** FRAGMENTO DEL TEXTO **
>>
Una tarde de junio, del año 1992, llegó un documento a mi oficina que me iba a cambiar la vida: había sido seleccionada para formar parte del grupo de funcionarios que, desde el Ministerio del Interior, acudiría a Barcelona durante varios meses para formar parte del equipo logístico de lo que entonces era considerado el acontecimiento del Siglo: Las Olimpiadas.......
Tan alterada como nerviosa, hice las maletas y a las pocas semanas más tarde, llegué a Montjuic.
La ciudad parecía sacada de un sueño, todo se aliaba para mostrar su belleza; el sol brillaba como nunca, las calles -vacías de coches, por cuestiones de seguridad- convertían Barcelona en un inmenso lugar de paseo por el que adorabas moverte. Y miles de personas venidas de todo el mundo, disfrutaban de la ciudad, del deporte y de la gente que día tras día se levantaba con la sonrisa de los días de fiesta.
<<
** BLOQUE DE DATOS **
>>
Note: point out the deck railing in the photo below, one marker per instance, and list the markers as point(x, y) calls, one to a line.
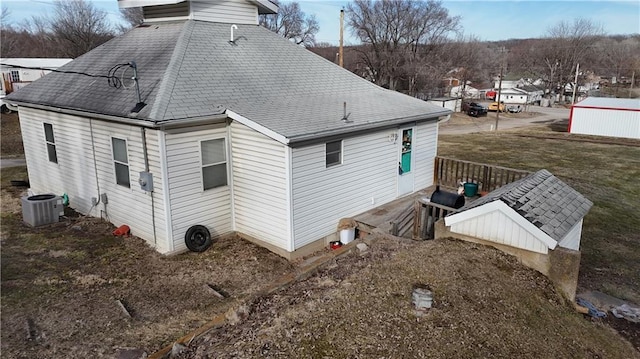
point(448, 172)
point(403, 223)
point(425, 216)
<<
** EJERCICIO PROPUESTO **
Según el fragmento del texto, ¿por qué estaban las calles de Barcelona vacías de coches? Los datos no tienen ningún papel en este ejercicio.

** RESPUESTA DEL EJERCICIO **
Estaban vacías por cuestiones de seguridad.